Si la lengua castellana alcanzó la extensión
que tiene y gracias a Dios conserva, ello fue gracias a que España tuvo,
por fas o por nefas, un Imperio, de cuyas cenizas surgió el Ave Fénix
de la Hispanidad
YA no queda memoria en nuestra patria de la retórica del Imperio y de la
Hispanidad. Para las nuevas generaciones de españoles debe de ser algo
tan arcaico, tan remoto y tan inconcebible como el patriotismo nacional,
reducido a un «españolismo» vergonzante en algunas regiones españolas
que preferirían no serlo. Sin embargo, los azares de la vida me hicieron
ver muy pronto, cuando tuve que ganármela, la inmensa y profunda
realidad que encubrían los tropos retóricos de mi niñez y mi juventud.
En un ambiente incluso más bien ajeno al vulgo profano, que diría
Horacio, o al
servum pecus, que diría Costa, como es el de una Real
Academia, comentaba un colega, medievalista él , que aún estaba
esperando que alguien le explicase qué era eso de la Hispanidad. No
perdí tiempo en decirle que era algo con lo que yo me ganaba la vida, y
conmigo muchos compatriotas, sobre todo catalanes y vascos, que a la
hora de figurar en nómina, no vacilaban en consignar que la española
era su lengua materna. Hablo de los servicios lingüísticos de los
organismos internacionales, en los que los naturales de la metrópolis no
ejercían ningún monopolio, pues en nuestro caso, que era el de España,
bien poco peso teníamos como para que nuestro idioma fuera, como fue,
uno de los cinco oficiales de la ONU y organismos especializados. Quiero
decir con esto, que el español era lengua oficial, no porque fuera la
lengua predominante en la Piel de Toro, si no porque era la lengua
además de medio continente americano. Si la lengua castellana alcanzó la
extensión que tiene y gracias a Dios conserva, ello fue gracias a que
España tuvo, por
fas o por
nefas, un Imperio, de cuyas cenizas surgió el
Ave Fénix de la Hispanidad. Pero el que un concepto derive del otro no
quiere decir que sean sinónimos. Es más, precisamente Ramiro de Maeztu,
el campeón de la Hispanidad, sostenía que Hispanidad no era el sinónimo
de Imperio, sino su antónimo, en el sentido de que Imperio implica jerarquía, y la Hispanidad es la casa común de los que hablamos español o
castellano. El hecho de haber tenido jefes ultramarinos que guiaran mis
primeros pasos es lo de menos; la suerte es que también lo fueran
muchos de mis compañeros, de los que mucho aprendí, hasta el punto de
tener a veces la impresión de haber vivido en algunas de aquellas
lejanas repúblicas. Digo todo esto porque no hace mucho leí en una
conferencia pronunciada en Ginebra por un competente colega celtibérico
que eso de Nebrija de que la lengua es compañera del Imperio es una
monserga. Si tal fuera el caso, mal veo cómo hoy hablaría «la lengua del
Imperio» una parte considerable de los habitantes del planeta.

● **Material proporcionado**
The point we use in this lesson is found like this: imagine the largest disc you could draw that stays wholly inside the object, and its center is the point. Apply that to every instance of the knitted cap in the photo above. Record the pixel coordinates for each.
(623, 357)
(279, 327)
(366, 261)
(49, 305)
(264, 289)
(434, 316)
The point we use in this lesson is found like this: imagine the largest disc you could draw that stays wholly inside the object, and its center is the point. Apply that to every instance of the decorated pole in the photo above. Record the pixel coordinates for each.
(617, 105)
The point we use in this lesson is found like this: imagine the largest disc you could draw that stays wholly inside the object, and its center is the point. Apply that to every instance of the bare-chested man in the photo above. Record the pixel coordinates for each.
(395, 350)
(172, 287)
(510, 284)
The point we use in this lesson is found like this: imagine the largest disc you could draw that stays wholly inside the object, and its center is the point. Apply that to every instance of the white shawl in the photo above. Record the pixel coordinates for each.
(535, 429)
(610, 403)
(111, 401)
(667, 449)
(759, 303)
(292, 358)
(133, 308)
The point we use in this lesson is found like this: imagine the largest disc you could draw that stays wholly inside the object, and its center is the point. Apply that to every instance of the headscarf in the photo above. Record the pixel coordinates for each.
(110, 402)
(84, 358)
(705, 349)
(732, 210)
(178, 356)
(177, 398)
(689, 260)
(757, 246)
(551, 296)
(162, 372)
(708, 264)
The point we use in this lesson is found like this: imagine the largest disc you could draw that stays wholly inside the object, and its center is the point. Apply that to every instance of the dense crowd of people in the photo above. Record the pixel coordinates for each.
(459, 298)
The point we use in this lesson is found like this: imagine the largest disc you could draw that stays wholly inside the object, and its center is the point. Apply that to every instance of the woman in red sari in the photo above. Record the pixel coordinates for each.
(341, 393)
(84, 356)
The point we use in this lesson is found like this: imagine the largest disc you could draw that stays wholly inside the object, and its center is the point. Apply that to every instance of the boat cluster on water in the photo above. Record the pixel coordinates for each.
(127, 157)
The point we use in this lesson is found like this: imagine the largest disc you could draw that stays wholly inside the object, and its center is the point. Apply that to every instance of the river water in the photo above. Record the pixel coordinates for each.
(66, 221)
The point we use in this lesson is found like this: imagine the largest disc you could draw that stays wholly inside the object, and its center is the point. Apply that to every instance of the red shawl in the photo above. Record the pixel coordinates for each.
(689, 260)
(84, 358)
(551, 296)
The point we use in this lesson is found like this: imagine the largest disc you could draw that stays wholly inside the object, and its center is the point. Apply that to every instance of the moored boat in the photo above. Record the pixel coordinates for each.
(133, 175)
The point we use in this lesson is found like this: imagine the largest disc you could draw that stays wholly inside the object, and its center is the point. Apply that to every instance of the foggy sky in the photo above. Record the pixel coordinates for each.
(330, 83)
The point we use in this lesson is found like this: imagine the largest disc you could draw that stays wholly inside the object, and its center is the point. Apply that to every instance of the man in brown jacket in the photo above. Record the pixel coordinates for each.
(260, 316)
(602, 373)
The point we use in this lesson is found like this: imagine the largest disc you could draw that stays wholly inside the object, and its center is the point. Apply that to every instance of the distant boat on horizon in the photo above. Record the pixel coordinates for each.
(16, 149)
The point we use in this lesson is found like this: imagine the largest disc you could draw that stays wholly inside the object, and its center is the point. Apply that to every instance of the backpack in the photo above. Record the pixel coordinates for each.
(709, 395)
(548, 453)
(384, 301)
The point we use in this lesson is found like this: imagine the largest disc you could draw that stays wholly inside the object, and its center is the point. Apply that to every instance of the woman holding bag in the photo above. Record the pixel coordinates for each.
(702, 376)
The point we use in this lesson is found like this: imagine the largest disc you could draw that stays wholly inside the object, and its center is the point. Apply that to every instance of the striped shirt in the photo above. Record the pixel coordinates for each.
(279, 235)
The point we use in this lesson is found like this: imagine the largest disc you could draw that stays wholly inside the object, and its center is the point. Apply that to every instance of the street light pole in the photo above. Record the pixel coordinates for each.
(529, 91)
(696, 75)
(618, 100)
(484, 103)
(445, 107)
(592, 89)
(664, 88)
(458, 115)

● **Qué se pide**
¿Puedes volver a escribir todo lo que va desde "Si la lengua castellana alcanzó la extensión" hasta "y mi juventud." en el fragmento sobre la Hispanidad, reemplazando "patria" por "tierra"?

● **Respuesta**
Si la lengua castellana alcanzó la extensión
que tiene y gracias a Dios conserva, ello fue gracias a que España tuvo,
por fas o por nefas, un Imperio, de cuyas cenizas surgió el Ave Fénix
de la Hispanidad
YA no queda memoria en nuestra tierra de la retórica del Imperio y de la
Hispanidad. Para las nuevas generaciones de españoles debe de ser algo
tan arcaico, tan remoto y tan inconcebible como el patriotismo nacional,
reducido a un «españolismo» vergonzante en algunas regiones españolas
que preferirían no serlo. Sin embargo, los azares de la vida me hicieron
ver muy pronto, cuando tuve que ganármela, la inmensa y profunda
realidad que encubrían los tropos retóricos de mi niñez y mi juventud.